### SOURCE PASSAGE
----

Veronica: It’s a long time ago that I wrote an email to you. I created a lot of stress in my life by not being happy with the job I had. Now I am going to start working in a kindergarten – hopefully, this is less stress, but also you don’t earn much money… so what? Now I have the opportunity to start further education that is called “systemic counselling.” It takes three years and is a possibility for extending my studies in social work. The bank will rebate part of the costs after this education is finished. But until then I have to pay monthly and I might have some money problems. Also, I have to pay for some dental health problems monthly now… Is it a mistake to do this, because financially it is little difficult and it means mores stress? For more relaxation this is not good, but for more education it is good. Maybe it can give me better chances to find a job in social work in future… I don’t know. So what is right here?
Sundari: Lifestyle issues are not easy to counsel within the framework of Vedanta because it is really not designed to give that kind of advice. The purpose of Vedanta is not to tell the individual how to live their life or what decisions are right for them. This depends on their svadharma as well as many other factors in the field, all of which are unpredictable and always changing because they are a product of mithya, or the apparent reality. They have nothing to do with who you really are, which is awareness.
Vedanta cannot save you, the person. It can only show you that you are not the person and how to live free of the person in the apparent reality. This is why the qualifications for Vedanta are so very important. It only applies to a mature mind that has resolved its life story and assimilated its meaning. A mind that has understood that there is no joy in objects and is tired of pursuing them in the hope of completion or to gain anything. A mind that is tired of suffering and which knows that the way it presently thinks cannot free it from suffering is totally prepared to submit itself to self-inquiry in order that it can discover the true nature or reality, which is awareness.
Awareness is the only thing that is always present and never changes. Awareness is that which knows Veronica, what she thinks and feels – who knows the one having all these doubts and asking these questions. Veronica is an object known to you, awareness, and she has an apparent existence in the apparent reality. As the jiva, or apparent individual, Veronica wants to be happy, to enjoy her life and to have peace of mind, so she wants to make the “right” choice for the jiva. The apparent reality is the world, the dharma field, or Isvara, and it is made up of the three gunas: sattva, rajas and tamas, which is called ignorance, or maya. The gunas control and govern everything in the apparent reality. What happens in Veronica’s life is therefore a product of the gunas that colour “her” particular conditioning (svadharma), or vasana load.
We all have to work with our inborn nature and within the life situation we find ourselves, which is where Isvara has put us according to the karma we incarnate with. The choice Veronica has to make is how she is going to interact with what happens in her world, not with what happens in “her” world, because it is not “her” world. It is Isvara’s world. Only with self-knowledge can Veronica’s life be brought into alignment with choices that will maximise peace of mind (sattva), which is what is conducive to achieving moksa, or freedom from Veronica, not for her. Whatever Veronica’s life situation is, it is only relatively important after all. It is only important insofar as it either obstructs or assists Veronica in what she needs to do to find freedom from dependence of objects, meaning Veronica.

----

### EXERCISES TO COMPLETE
- a) Answer these questions from the Vedanta exchange:
(i) How many years does the systemic counselling education take?
(ii) Which three gunas does the reply name?
(iii) What does the reply call the only thing that is always present and never changes?
Mark each answer with the same numeral.
- b) Write one further paragraph of the reply in the Vedanta exchange, starting after its final sentence and keeping the same voice.

----

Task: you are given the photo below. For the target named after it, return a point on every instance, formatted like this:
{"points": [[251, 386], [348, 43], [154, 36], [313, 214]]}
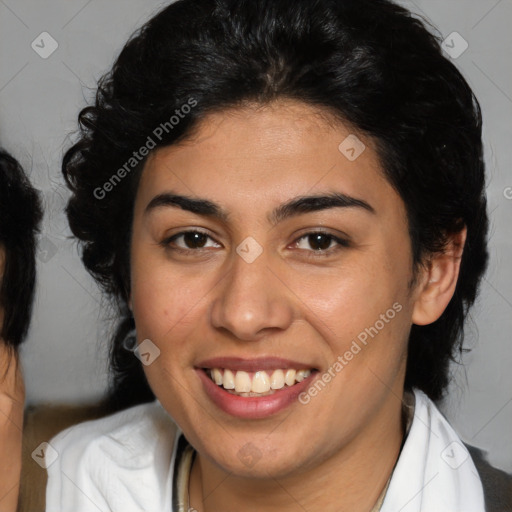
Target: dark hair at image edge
{"points": [[368, 62], [20, 216]]}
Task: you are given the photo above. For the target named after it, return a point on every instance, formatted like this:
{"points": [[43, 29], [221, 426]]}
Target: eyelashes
{"points": [[321, 243]]}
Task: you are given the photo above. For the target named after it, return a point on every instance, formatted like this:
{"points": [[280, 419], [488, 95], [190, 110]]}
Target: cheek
{"points": [[164, 305]]}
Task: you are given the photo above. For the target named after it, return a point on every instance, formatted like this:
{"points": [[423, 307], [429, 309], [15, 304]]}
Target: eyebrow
{"points": [[296, 206]]}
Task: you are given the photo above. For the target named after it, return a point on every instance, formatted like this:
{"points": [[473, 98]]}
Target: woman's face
{"points": [[300, 260]]}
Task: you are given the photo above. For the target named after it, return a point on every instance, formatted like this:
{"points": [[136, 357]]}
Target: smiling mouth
{"points": [[259, 383]]}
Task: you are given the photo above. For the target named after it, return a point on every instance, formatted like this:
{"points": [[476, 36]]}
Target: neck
{"points": [[352, 479]]}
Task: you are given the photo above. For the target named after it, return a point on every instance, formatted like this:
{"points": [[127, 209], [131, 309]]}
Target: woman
{"points": [[286, 200], [20, 215]]}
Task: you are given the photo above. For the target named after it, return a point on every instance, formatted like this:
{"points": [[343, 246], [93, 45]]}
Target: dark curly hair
{"points": [[369, 62], [20, 216]]}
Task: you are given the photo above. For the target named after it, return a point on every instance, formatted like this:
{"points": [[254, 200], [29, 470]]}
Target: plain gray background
{"points": [[65, 357]]}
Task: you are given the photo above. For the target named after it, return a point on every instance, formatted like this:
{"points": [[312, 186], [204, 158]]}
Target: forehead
{"points": [[269, 153]]}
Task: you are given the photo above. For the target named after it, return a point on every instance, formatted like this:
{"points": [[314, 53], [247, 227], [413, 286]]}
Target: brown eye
{"points": [[189, 240], [194, 240], [321, 243]]}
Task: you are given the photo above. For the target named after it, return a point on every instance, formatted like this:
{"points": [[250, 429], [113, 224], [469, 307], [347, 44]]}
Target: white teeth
{"points": [[217, 376], [228, 380], [289, 377], [277, 379], [302, 374], [242, 382], [260, 382]]}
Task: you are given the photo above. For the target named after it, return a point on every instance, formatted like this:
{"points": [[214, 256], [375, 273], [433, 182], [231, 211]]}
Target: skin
{"points": [[12, 398], [290, 302]]}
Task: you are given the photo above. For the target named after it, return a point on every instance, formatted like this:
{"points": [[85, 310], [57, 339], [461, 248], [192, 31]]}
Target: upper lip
{"points": [[253, 365]]}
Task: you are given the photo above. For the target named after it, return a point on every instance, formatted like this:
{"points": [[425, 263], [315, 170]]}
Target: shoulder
{"points": [[112, 461]]}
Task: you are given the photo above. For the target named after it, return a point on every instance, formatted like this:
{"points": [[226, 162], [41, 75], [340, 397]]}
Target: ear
{"points": [[438, 281]]}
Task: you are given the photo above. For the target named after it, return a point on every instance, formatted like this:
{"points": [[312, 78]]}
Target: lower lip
{"points": [[253, 407]]}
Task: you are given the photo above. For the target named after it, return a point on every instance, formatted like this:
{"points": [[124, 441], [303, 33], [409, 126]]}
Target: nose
{"points": [[252, 301]]}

----

### ANSWERS TO THE TASKS
- a)
(i) Three years.
(ii) Sattva, rajas and tamas.
(iii) Awareness.

- b)
Even if you have to take a pay cut and make do with less for a while, at least you are planning for a future where you will have a better income and better prospects. Sometimes one has to make choices that involve sacrifice or tough times. It is fine to do so; suffering strengthens the desire for self-inquiry. In the Western world we tend to be very spoilt and want things to be easy. It cannot always be so. So practise karma yoga, which means before you even make a decision to act, consecrate your choice to Isvara, knowing that you are not in charge of the results and knowing that you will take the results that do come as prasad. Do this with great love and devotion, as karma yoga is simply surrendering Veronica to the self, knowing that she will be taken care of. Have total faith in this, get rid of doubts. If fear or doubt comes up, which it most likely will, consecrate this to Isvara as well.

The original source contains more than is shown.